[Entries taken from a collection]
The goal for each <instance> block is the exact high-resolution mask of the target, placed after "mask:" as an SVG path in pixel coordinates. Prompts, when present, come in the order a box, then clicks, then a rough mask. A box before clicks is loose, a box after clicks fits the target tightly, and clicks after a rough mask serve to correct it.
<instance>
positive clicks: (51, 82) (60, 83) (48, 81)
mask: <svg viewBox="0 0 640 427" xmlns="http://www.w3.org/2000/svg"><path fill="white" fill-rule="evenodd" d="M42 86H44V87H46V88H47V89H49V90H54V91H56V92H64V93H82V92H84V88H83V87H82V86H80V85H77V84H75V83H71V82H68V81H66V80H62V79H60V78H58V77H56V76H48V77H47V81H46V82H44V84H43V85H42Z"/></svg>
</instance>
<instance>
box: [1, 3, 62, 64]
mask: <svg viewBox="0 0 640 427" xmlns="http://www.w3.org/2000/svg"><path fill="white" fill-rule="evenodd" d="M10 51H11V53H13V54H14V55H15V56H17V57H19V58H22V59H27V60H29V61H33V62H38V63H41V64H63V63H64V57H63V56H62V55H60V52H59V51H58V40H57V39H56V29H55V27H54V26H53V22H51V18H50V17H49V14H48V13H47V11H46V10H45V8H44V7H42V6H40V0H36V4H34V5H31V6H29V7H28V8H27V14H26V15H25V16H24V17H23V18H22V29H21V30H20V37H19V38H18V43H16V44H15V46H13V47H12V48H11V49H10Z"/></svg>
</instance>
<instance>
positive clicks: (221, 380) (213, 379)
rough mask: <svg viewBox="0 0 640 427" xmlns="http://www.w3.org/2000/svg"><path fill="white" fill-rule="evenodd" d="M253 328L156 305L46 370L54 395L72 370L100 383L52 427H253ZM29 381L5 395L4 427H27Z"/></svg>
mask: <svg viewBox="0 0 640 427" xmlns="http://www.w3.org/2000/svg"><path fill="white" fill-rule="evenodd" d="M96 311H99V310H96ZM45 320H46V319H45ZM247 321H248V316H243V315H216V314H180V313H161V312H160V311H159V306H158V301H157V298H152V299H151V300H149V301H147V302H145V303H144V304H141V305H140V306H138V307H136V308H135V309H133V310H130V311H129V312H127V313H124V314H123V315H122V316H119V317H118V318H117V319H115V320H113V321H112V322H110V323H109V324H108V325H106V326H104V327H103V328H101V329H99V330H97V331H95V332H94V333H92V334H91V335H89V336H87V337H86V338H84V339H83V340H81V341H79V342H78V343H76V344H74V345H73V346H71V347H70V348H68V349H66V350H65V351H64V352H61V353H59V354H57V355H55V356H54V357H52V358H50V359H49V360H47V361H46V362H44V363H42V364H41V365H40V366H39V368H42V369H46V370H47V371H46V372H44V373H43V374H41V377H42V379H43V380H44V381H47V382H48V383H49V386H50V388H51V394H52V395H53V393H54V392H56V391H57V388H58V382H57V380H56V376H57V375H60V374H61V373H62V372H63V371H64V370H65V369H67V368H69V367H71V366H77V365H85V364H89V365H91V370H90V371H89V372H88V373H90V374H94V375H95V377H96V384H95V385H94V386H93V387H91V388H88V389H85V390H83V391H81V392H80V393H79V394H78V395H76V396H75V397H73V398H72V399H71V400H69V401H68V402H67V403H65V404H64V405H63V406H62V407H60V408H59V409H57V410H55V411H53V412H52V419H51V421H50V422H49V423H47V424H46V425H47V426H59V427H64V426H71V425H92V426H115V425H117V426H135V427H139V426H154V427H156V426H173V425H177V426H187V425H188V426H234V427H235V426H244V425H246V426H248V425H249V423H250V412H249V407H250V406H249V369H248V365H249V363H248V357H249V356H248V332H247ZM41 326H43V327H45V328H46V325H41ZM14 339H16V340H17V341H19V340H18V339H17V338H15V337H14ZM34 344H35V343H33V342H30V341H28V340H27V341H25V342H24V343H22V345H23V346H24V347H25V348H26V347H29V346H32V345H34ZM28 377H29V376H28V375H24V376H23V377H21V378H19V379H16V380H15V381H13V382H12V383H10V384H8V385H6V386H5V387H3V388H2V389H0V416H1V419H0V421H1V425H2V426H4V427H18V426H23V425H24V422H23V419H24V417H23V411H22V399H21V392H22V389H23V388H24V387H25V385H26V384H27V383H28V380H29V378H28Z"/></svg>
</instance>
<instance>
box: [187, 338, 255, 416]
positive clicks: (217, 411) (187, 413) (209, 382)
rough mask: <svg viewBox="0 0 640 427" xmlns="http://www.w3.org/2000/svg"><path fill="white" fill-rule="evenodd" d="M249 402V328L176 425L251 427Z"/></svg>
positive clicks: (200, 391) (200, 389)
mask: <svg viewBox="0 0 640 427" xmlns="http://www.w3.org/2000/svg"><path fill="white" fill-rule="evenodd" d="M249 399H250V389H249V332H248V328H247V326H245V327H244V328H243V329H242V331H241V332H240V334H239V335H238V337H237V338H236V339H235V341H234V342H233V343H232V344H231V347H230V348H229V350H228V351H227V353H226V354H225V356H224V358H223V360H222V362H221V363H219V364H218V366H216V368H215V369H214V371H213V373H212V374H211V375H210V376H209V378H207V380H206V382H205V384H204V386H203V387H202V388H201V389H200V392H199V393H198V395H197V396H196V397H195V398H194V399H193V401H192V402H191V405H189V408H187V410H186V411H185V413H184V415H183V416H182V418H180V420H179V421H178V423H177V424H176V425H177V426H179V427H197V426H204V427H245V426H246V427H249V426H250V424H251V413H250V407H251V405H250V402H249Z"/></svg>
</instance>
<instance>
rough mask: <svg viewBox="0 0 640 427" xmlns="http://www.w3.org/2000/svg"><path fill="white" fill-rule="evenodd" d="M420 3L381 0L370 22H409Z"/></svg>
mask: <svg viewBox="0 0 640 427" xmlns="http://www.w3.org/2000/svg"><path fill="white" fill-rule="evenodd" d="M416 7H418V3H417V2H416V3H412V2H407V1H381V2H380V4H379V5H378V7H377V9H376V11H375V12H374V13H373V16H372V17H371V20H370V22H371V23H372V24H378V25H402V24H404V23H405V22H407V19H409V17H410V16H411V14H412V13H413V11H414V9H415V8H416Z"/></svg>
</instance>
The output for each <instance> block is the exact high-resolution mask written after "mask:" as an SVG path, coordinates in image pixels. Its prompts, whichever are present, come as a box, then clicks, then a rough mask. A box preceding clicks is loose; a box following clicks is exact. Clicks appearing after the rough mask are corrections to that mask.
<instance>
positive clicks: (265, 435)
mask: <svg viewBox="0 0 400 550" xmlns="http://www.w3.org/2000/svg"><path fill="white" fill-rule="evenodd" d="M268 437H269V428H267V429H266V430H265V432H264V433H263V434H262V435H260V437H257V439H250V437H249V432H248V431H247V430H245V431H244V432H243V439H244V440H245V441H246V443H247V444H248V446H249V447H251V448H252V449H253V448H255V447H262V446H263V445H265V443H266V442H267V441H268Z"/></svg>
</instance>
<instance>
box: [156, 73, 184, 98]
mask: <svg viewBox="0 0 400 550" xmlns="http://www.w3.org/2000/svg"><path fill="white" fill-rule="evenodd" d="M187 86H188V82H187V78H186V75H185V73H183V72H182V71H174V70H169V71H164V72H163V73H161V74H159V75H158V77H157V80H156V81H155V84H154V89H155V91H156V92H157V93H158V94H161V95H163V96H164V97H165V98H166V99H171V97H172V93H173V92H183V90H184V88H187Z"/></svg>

**Your task**
What's needed is an exact copy of every entry.

**Task response**
The goal for each <instance> block is the exact high-resolution mask of the target, placed after "mask:" as an SVG path in pixel coordinates. Prompts, when present, come in the order a box, then clicks, then a rough mask. A box before clicks is loose, a box after clicks fits the target tightly, and clicks after a rough mask serve to correct it.
<instance>
positive clicks: (51, 82) (60, 83) (48, 81)
mask: <svg viewBox="0 0 640 427" xmlns="http://www.w3.org/2000/svg"><path fill="white" fill-rule="evenodd" d="M42 86H44V87H46V88H47V89H49V90H54V91H56V92H64V93H82V92H84V88H83V87H82V86H80V85H77V84H75V83H71V82H68V81H66V80H62V79H60V78H58V77H56V76H48V77H47V81H46V82H44V84H43V85H42Z"/></svg>
</instance>
<instance>
box: [1, 3, 62, 64]
mask: <svg viewBox="0 0 640 427" xmlns="http://www.w3.org/2000/svg"><path fill="white" fill-rule="evenodd" d="M10 51H11V53H13V54H14V55H15V56H17V57H19V58H22V59H27V60H29V61H33V62H38V63H41V64H63V63H64V57H63V56H62V55H60V52H59V51H58V40H57V39H56V29H55V27H54V26H53V22H51V18H50V17H49V14H48V13H47V11H46V10H45V8H44V7H42V6H40V0H36V4H34V5H31V6H29V7H28V8H27V14H26V15H25V16H24V17H23V18H22V29H21V30H20V37H19V38H18V43H16V44H15V46H13V47H12V48H11V49H10Z"/></svg>
</instance>
<instance>
positive clicks: (221, 380) (213, 379)
rough mask: <svg viewBox="0 0 640 427" xmlns="http://www.w3.org/2000/svg"><path fill="white" fill-rule="evenodd" d="M253 328L156 305L46 370L54 395L72 370L100 383L52 427H253ZM29 381L5 395L4 427H27Z"/></svg>
mask: <svg viewBox="0 0 640 427" xmlns="http://www.w3.org/2000/svg"><path fill="white" fill-rule="evenodd" d="M96 311H99V310H96ZM45 320H46V319H45ZM247 321H248V316H243V315H216V314H180V313H161V312H160V311H159V306H158V301H157V298H152V299H151V300H149V301H147V302H145V303H144V304H141V305H140V306H138V307H136V308H135V309H133V310H130V311H129V312H127V313H124V314H123V315H122V316H119V317H118V318H117V319H115V320H113V321H112V322H110V323H109V324H108V325H106V326H104V327H103V328H101V329H99V330H97V331H95V332H94V333H92V334H91V335H89V336H87V337H86V338H84V339H83V340H81V341H79V342H78V343H76V344H74V345H73V346H71V347H70V348H68V349H66V350H65V351H64V352H61V353H59V354H57V355H55V356H54V357H52V358H50V359H49V360H47V361H46V362H44V363H42V364H41V365H40V366H39V368H42V369H46V370H47V371H46V372H44V373H43V374H41V377H42V379H43V380H44V381H47V382H48V383H49V386H50V388H51V394H52V395H53V393H54V392H56V391H57V388H58V382H57V380H56V376H57V375H60V374H61V373H62V372H63V371H64V370H65V369H67V368H69V367H71V366H77V365H85V364H89V365H91V370H90V371H89V372H88V373H90V374H94V375H95V377H96V384H95V385H94V386H93V387H91V388H88V389H85V390H83V391H81V392H80V393H79V394H78V395H76V396H75V397H73V398H72V399H71V400H69V401H68V402H67V403H65V404H64V405H63V406H62V407H60V408H59V409H57V410H55V411H53V412H52V419H51V421H50V422H49V423H47V424H46V425H47V426H59V427H64V426H71V425H92V426H115V425H117V426H135V427H139V426H154V427H156V426H173V425H177V426H187V425H188V426H234V427H235V426H244V425H246V426H248V425H249V423H250V412H249V407H250V406H249V369H248V365H249V363H248V357H249V356H248V332H247ZM41 326H43V327H45V328H46V325H41ZM14 339H16V340H17V341H19V340H18V339H17V338H15V337H14ZM34 344H35V343H33V342H30V341H28V340H27V341H25V342H24V343H22V345H23V346H24V347H25V348H26V347H29V346H32V345H34ZM28 377H29V376H28V375H24V376H23V377H21V378H19V379H16V380H15V381H13V382H12V383H10V384H8V385H6V386H5V387H3V388H2V389H0V416H1V419H0V421H1V425H2V426H4V427H18V426H23V425H24V422H23V419H24V417H23V411H22V399H21V392H22V389H23V388H24V387H25V385H26V384H27V383H28V380H29V378H28Z"/></svg>
</instance>
<instance>
box: [187, 338, 255, 416]
positive clicks: (217, 411) (187, 413) (209, 382)
rough mask: <svg viewBox="0 0 640 427" xmlns="http://www.w3.org/2000/svg"><path fill="white" fill-rule="evenodd" d="M249 402V328L176 425L251 427Z"/></svg>
positive clicks: (200, 391) (200, 389)
mask: <svg viewBox="0 0 640 427" xmlns="http://www.w3.org/2000/svg"><path fill="white" fill-rule="evenodd" d="M249 399H250V389H249V332H248V328H247V326H245V327H244V328H243V329H242V331H241V332H240V334H239V335H238V337H237V338H236V339H235V341H234V342H233V343H232V344H231V347H230V348H229V350H228V351H227V353H226V354H225V356H224V358H223V360H222V362H221V363H219V364H218V366H216V368H215V369H214V371H213V373H212V374H211V375H210V376H209V378H207V380H206V382H205V384H204V386H203V387H202V388H201V389H200V392H199V393H198V395H197V396H196V397H195V398H194V399H193V401H192V402H191V405H189V408H187V410H186V411H185V413H184V415H183V416H182V418H180V420H179V421H178V423H177V424H176V425H177V426H179V427H197V426H204V427H245V426H246V427H249V426H250V424H251V413H250V407H251V405H250V402H249Z"/></svg>
</instance>
<instance>
rough mask: <svg viewBox="0 0 640 427" xmlns="http://www.w3.org/2000/svg"><path fill="white" fill-rule="evenodd" d="M420 3L381 0L370 22H409Z"/></svg>
mask: <svg viewBox="0 0 640 427" xmlns="http://www.w3.org/2000/svg"><path fill="white" fill-rule="evenodd" d="M416 7H418V3H417V2H416V3H412V2H407V1H381V2H380V4H379V5H378V7H377V9H376V11H375V12H374V13H373V16H372V17H371V20H370V22H371V23H372V24H378V25H402V24H404V23H405V22H407V19H409V17H410V16H411V14H412V13H413V11H414V9H415V8H416Z"/></svg>
</instance>
The output for each <instance> block is the exact high-resolution mask written after "mask:" as an SVG path, coordinates in image pixels. Its prompts, whichever are present, come as a box, then clicks, then a rough mask. A box preceding clicks is loose; a box following clicks is exact. Clicks appearing after the rough mask are corrections to that mask.
<instance>
positive clicks: (265, 435)
mask: <svg viewBox="0 0 400 550" xmlns="http://www.w3.org/2000/svg"><path fill="white" fill-rule="evenodd" d="M268 437H269V428H267V429H266V430H265V432H264V433H263V434H262V435H260V437H257V439H250V437H249V432H248V431H247V430H245V431H244V432H243V439H244V440H245V441H246V443H247V444H248V446H249V447H251V448H252V449H253V448H255V447H262V446H263V445H265V443H266V442H267V441H268Z"/></svg>
</instance>
<instance>
box: [156, 73, 184, 98]
mask: <svg viewBox="0 0 400 550" xmlns="http://www.w3.org/2000/svg"><path fill="white" fill-rule="evenodd" d="M187 86H188V82H187V78H186V75H185V73H183V72H182V71H174V70H169V71H164V72H163V73H161V74H159V75H158V77H157V80H156V81H155V84H154V89H155V91H156V92H157V93H158V94H161V95H163V96H164V97H165V98H166V99H171V97H172V93H173V92H183V90H184V88H187Z"/></svg>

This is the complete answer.